→ INPUT:
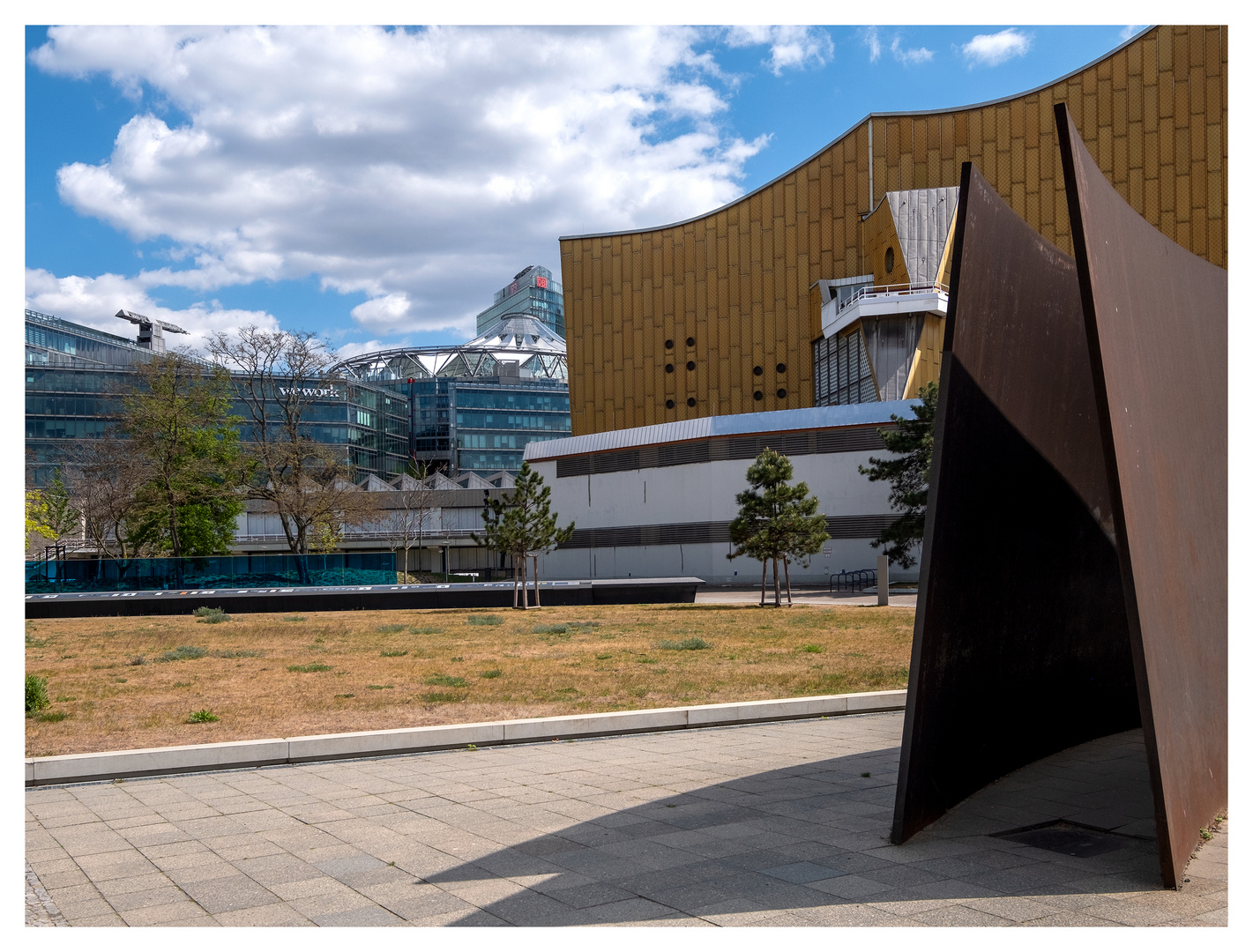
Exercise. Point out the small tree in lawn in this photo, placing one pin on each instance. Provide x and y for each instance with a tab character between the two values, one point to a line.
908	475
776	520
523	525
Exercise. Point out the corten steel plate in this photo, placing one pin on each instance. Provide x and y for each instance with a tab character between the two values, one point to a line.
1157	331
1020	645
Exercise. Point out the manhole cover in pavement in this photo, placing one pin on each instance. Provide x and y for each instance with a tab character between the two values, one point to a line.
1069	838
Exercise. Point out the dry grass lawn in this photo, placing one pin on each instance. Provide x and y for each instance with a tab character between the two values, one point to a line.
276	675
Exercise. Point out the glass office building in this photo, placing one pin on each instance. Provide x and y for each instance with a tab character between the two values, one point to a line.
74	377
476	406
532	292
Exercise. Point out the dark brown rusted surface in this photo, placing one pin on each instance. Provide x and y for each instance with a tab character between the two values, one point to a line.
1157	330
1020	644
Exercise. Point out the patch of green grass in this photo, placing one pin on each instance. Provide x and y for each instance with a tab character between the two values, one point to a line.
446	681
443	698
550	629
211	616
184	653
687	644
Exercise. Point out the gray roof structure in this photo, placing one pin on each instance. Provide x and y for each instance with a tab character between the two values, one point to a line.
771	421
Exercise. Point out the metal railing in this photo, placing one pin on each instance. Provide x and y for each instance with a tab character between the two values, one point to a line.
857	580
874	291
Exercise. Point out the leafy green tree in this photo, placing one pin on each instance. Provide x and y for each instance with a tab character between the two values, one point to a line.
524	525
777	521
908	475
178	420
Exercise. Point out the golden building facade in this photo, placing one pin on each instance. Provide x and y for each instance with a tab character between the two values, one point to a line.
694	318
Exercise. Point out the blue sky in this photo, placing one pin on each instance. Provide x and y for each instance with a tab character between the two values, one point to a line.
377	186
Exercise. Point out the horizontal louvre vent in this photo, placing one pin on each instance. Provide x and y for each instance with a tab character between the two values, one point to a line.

→ AIM OF THE TASK:
Could you reproduce every record above exactly, leaving out any pictures?

→ PROBLEM SOLUTION:
Exercise. Point out the small tree in lawn in this photo, placing one pin on each instance. Provide x and y for each instance with a tab character between the two values, one point to a line.
908	475
776	520
523	525
Exercise. Point out the corten steel plate in this photo, placing one pin on each instance. Provide x and y for each instance with a tab character between the two values, one point to a line.
1157	331
1020	645
Exercise. Point out the manhole cover in pavement in this photo, placing one pin on each instance. Provide x and y for each instance with a tab character between the two values, one point to a line.
1069	838
Exercise. Point out the dry grass lawn in this photo, placing one pin on each instance. Provide x and y for each instance with a tab character between the two values, one point to a line.
276	675
Exercise. Point out the glass office building in this photo, placing one pin on each instance. Provide x and y for each instance with a tab character between the two values, one point to a line.
74	377
476	406
532	292
Exercise. Point out the dark brown rusted surface in this photo, placing one pin on each instance. Provide x and y for each instance with a tab character between the two values, one point to a line.
1157	330
1020	644
Exercise. Point out the patch of green grass in this photo, placing one pin on each instance. Provide x and y for each instance with a tab character between the two values, one point to a line.
446	681
443	698
550	629
211	616
184	653
687	644
Exercise. Point out the gray roof structure in this photo, placing one pin on each instance. Provide x and y for each instance with a tab character between the two values, one point to a line.
771	421
Exercise. Point out the metal railing in this photo, placing one pin on each instance. Provide x and y for each instance with a tab character between the two values, one point to a line.
857	580
874	291
Exercise. Point out the leafy green tree in this photo, placing one pin on each instance. Provide x and y for each instance with a tab character between the two values, one point to a line.
524	525
777	521
908	475
178	420
Exercise. Point out the golden building facade in this photo, placing one pin on each instance. Provide x and y for each instance with a tab character between the two values, one point to a line.
694	318
Exercise. Point out the blue sky in this photo, placing one pin on each instance. Provide x and y for each instance with a tab character between the two values, one point to a line.
377	186
Exercise. Point out the horizontal louvre vent in this photo, placing one pin on each instance. Provide x and y for each instance with a tab character between the two values, one point to a line.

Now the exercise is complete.